-------- Document

Louis de Bourbon, comte d’Aquila

Il n’y avait hélas personne autour de lui pour conseiller le roi et dont il eut bien voulu écouter les conseil, le prince Filangieri, ayant compris le caractère hésitant voire faux de François II, avait donné sa démission, persuadé que rien ne pouvait plus être fait pour sauver les Deux-Siciles. 

La surprise vint que cette armée puissante fut défaite par une bande d’intellectuels à peine armés, dirigés certes par un homme de talent, voire de génie, mais si inférieure en nombre et en armement. 


Parcours de Mille


Le Piémont qui transporta Les Mille


Le roi et ses conseillers savaient donc que Garibaldi et ses Mille approchaient les côtes siciliennes. Il fallait organiser la défense de l’île mais la panique gagnait la capitale, le gouvernement et la famille royale. La nomination du général Landi, âgé de 72 ans, en fut le premier signe. Quand Marie Sophie l’interrogea sur ce choix, François lui répondit qu’il était le plus avancé en grade et donc que c’était à lui qu’incombait le devoir de commander l’armée. Marie Sophie lu conseilla de monter à cheval et de se montrer à la tête de ses troupes. Elle était plus que disposée à l’accompagner. Mais François rechignait à quitter la capitale.

----------------

[Consigne donnée A]
Recopiez fidèlement le passage du texte sur François II et les Deux-Siciles qui commence aux mots « Le Piémont qui » et se termine après « quitter la capitale. ».
[Consigne donnée B]
Indiquez si chacune des affirmations suivantes concorde avec le texte sur François II et les Deux-Siciles, en répondant par oui ou par non et en citant à l'identique les mots du texte qui tranchent : (i) Le général Landi avait 72 ans lors de sa nomination. (ii) Le prince Filangieri est resté auprès du roi pour le conseiller. (iii) François était pressé de quitter la capitale.
[Consigne donnée C]
Rédigez la suite du texte sur François II et les Deux-Siciles, à partir de sa dernière phrase.

-------- Données enregistrées

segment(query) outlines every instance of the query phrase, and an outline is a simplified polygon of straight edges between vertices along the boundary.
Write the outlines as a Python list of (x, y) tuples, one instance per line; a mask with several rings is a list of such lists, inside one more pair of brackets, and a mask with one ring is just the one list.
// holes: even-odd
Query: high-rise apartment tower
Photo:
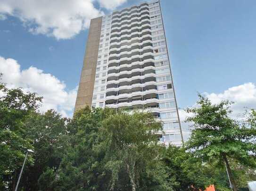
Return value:
[(123, 107), (164, 122), (166, 145), (182, 142), (160, 2), (91, 19), (75, 111)]

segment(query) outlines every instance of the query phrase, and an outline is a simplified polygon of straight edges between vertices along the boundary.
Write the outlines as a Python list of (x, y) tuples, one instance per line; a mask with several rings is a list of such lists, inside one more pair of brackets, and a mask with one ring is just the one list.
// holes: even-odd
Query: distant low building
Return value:
[(250, 191), (256, 191), (256, 181), (249, 181), (248, 182), (248, 187)]
[(214, 185), (210, 185), (205, 191), (215, 191)]

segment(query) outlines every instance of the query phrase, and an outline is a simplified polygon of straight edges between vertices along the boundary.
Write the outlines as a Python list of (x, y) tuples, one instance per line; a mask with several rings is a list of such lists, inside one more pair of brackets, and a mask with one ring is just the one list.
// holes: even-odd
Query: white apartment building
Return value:
[[(76, 108), (89, 105), (151, 112), (164, 122), (160, 140), (181, 145), (182, 132), (159, 1), (143, 3), (95, 19), (91, 22), (86, 48), (98, 52), (91, 57), (92, 54), (86, 52)], [(89, 41), (90, 38), (98, 40)], [(85, 63), (89, 60), (95, 61), (91, 68)], [(83, 81), (89, 76), (91, 81)], [(93, 84), (93, 80), (88, 91), (84, 85)], [(91, 94), (86, 97), (87, 102), (83, 100), (86, 97), (83, 93)]]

----------------

[Résultat final A]
Le Piémont qui transporta Les Mille


Le roi et ses conseillers savaient donc que Garibaldi et ses Mille approchaient les côtes siciliennes. Il fallait organiser la défense de l’île mais la panique gagnait la capitale, le gouvernement et la famille royale. La nomination du général Landi, âgé de 72 ans, en fut le premier signe. Quand Marie Sophie l’interrogea sur ce choix, François lui répondit qu’il était le plus avancé en grade et donc que c’était à lui qu’incombait le devoir de commander l’armée. Marie Sophie lu conseilla de monter à cheval et de se montrer à la tête de ses troupes. Elle était plus que disposée à l’accompagner. Mais François rechignait à quitter la capitale.

[Résultat final B]
(i) Oui : « La nomination du général Landi, âgé de 72 ans, en fut le premier signe. »
(ii) Non : « le prince Filangieri, ayant compris le caractère hésitant voire faux de François II, avait donné sa démission ».
(iii) Non : « Mais François rechignait à quitter la capitale. »

[Résultat final C]
Les bateaux des Mille devant Marsala


Bataille de Calatafamini

Les troupes de Landi, trois mille hommes, rencontrèrent celles de Garibaldi, mille cinq cents hommes, à Calatafimi le 15 mai 1860. Les troupes royales suivaient les rebelles depuis leur débarquement à Marsala, le 11 mai, sans jamais attaquer. Et quand Garibaldi prit l’initiative, Landi se mit sur la défensive et se retira devant l’ennemi. Il ouvrit la voie de Palerme sans pratiquement combattre. Il fut par la suite accusé d’avoir trahi au profit du Piémont. Il semble plus simplement qu’un certain nombre d’erreurs stratégiques aient été la cause de cette défaite. 

La nouvelle de cette défaite, suivie de la prise de Palerme, prit de court le roi et son gouvernement. Le prince Filangieri, à nouveau sollicité sur le conseil de Marie Sophie, accepta de prendre à nouveau les affaires en main, à la condition que d’une part le roi proclame enfin une constitution et que d’autre part, il aille rejoindre les troupes à Messine avec un renfort de quarante mille hommes, lui Filangeri assumant le pouvoir à Naples.


Prise de Palerme



Palerme après la bataille

Le comte de Chambord, consulté par François, lui conseilla aussi de monter à cheval et de rejoindre son armée. Mais François ne le voulut pas et les généraux qu’il consulta pour remplacer Landi se récusèrent, à l’exception du général Lanza, âgé de 73 ans.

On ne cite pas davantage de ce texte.